Copy every row below without changing a single character.

RECORDS FOR THE TASK —
___

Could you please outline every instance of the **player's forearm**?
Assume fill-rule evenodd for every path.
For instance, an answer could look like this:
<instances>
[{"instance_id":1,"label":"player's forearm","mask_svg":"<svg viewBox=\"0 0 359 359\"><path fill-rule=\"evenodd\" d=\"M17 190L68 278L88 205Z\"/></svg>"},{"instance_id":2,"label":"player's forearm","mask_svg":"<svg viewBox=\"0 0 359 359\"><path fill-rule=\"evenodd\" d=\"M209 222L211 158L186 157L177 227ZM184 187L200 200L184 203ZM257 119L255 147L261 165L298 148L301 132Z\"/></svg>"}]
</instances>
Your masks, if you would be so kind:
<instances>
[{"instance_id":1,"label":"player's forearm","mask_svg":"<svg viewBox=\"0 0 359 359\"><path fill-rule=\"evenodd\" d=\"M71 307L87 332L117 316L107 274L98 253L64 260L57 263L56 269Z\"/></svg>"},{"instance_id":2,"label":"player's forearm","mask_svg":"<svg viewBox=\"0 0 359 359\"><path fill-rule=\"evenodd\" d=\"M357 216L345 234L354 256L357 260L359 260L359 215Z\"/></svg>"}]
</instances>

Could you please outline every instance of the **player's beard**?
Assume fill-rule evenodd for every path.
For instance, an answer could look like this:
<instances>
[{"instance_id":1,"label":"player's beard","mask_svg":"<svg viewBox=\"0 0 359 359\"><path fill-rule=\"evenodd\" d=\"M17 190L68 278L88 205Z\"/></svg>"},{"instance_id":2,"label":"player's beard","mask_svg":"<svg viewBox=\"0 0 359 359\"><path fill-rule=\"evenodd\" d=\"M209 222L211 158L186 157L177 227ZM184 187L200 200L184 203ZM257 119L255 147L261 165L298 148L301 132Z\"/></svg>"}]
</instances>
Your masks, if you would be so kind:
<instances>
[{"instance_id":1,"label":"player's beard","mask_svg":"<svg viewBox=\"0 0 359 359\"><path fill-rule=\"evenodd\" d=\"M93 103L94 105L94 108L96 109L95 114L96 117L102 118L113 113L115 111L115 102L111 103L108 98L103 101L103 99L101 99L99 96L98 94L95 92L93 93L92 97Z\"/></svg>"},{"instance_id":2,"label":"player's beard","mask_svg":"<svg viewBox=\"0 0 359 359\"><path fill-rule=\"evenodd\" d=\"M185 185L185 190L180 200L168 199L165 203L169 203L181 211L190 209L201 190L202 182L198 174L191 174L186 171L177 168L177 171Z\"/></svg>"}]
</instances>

___

FULL RESPONSE —
Could you please outline every instance of the **player's forearm**?
Assume fill-rule evenodd for every path.
For instance, an answer could look like this:
<instances>
[{"instance_id":1,"label":"player's forearm","mask_svg":"<svg viewBox=\"0 0 359 359\"><path fill-rule=\"evenodd\" d=\"M17 190L68 278L88 205Z\"/></svg>"},{"instance_id":2,"label":"player's forearm","mask_svg":"<svg viewBox=\"0 0 359 359\"><path fill-rule=\"evenodd\" d=\"M209 222L211 158L186 157L177 227ZM184 187L200 200L184 203ZM257 119L255 147L261 165L298 148L301 132Z\"/></svg>"}]
</instances>
Your masks, if you would be so kind:
<instances>
[{"instance_id":1,"label":"player's forearm","mask_svg":"<svg viewBox=\"0 0 359 359\"><path fill-rule=\"evenodd\" d=\"M71 307L87 332L117 316L107 274L98 253L64 260L57 263L56 269Z\"/></svg>"},{"instance_id":2,"label":"player's forearm","mask_svg":"<svg viewBox=\"0 0 359 359\"><path fill-rule=\"evenodd\" d=\"M357 216L345 234L354 256L357 260L359 260L359 215Z\"/></svg>"}]
</instances>

Could you please outline every instance of the **player's beard**?
Assume fill-rule evenodd for every path.
For instance, an answer could look like this:
<instances>
[{"instance_id":1,"label":"player's beard","mask_svg":"<svg viewBox=\"0 0 359 359\"><path fill-rule=\"evenodd\" d=\"M17 190L68 278L88 205Z\"/></svg>"},{"instance_id":2,"label":"player's beard","mask_svg":"<svg viewBox=\"0 0 359 359\"><path fill-rule=\"evenodd\" d=\"M209 222L211 158L186 157L177 227ZM184 187L200 200L184 203ZM257 119L255 147L261 165L298 148L301 132Z\"/></svg>"}]
</instances>
Your masks, if you would be so kind:
<instances>
[{"instance_id":1,"label":"player's beard","mask_svg":"<svg viewBox=\"0 0 359 359\"><path fill-rule=\"evenodd\" d=\"M93 103L94 105L94 108L96 109L95 114L96 117L102 118L113 113L115 111L115 102L111 103L108 98L103 101L103 99L101 99L99 96L98 94L95 92L93 93L92 97Z\"/></svg>"},{"instance_id":2,"label":"player's beard","mask_svg":"<svg viewBox=\"0 0 359 359\"><path fill-rule=\"evenodd\" d=\"M185 185L185 190L180 200L168 199L165 203L169 203L181 211L190 209L201 190L202 182L198 174L191 174L186 171L177 168L177 171Z\"/></svg>"}]
</instances>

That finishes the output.